◆ Aufgabenstellung ◆
Beantworte diese Fragen zum ausgewählten Auszug:
1. Wovon hängt laut xr-fido die Qualität der Bundesliga-Rennen zum größten Teil ab?
2. Ab wann starten die U-11- und U-13-Hobbyfahrer nach der Änderung?
3. Wie viele Fahrer sind laut Bonnekessel vorangemeldet?
╭─ Ausgewählter Auszug
Na ja bist du 2007 DM U23 gefahren das ist die richtige Strecke für oder die Strecke von Heubach die ist richtig ÜBEL


----------



## xr-fido (30. Mai 2008)

Moin,
ich weiss, dass zumindest die Qualität der Bundesliga-Rennen zum größten Teil von der Qualität der ausrichtenden Vereine bzw. der dahinter stehenden Organisatoren abhängt. Ich denke, dass das im Wesentlichen auch auf andere Rennserien zutrifft. Von daher ist eine pauschale Aussage schon etwas schwieriger. Andererseits weiss ich aber auch, dass bestimmte Rennserien auch von außen, also von den jeweiligen Namensgebern beeinflusst werden und wenn dort nur Leute mit Halbwissen ans Werk gehen, wird nicht immer etwas Vernünftiges draus.
Grüsse
Fido


----------



## Bonnekessel (31. Mai 2008)

Akutelle Nachrichten für Sonntag (vom 31.05.08 - 14:43):
Startzeitenänderung!!! bei den U 11 und U 13 HOBBY-FahrerInnen:

Ihr startet erst um 11:30

Der Grund für diese Entscheidung: Die hohen Starterzahlen (mehr als 80 Fahrer sind vorangemeldet!), der hohe Singletrailanteil, die sicher aggressive Fahrweise der älteren Biker und leider regnet es heute zwischendurch immer wieder, so dass die Strecke morgen "weich" sein wird.
╰─
╭─ Datenabschnitt
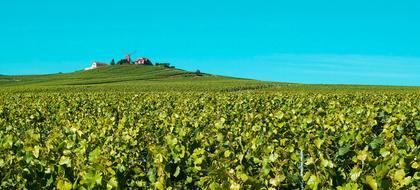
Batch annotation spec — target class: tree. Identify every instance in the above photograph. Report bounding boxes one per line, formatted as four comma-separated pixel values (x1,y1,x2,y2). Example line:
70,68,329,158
╰─
◆ Lösung ◆
1. Von der Qualität der ausrichtenden Vereine bzw. der dahinter stehenden Organisatoren.
2. Erst um 11:30.
3. Mehr als 80 Fahrer.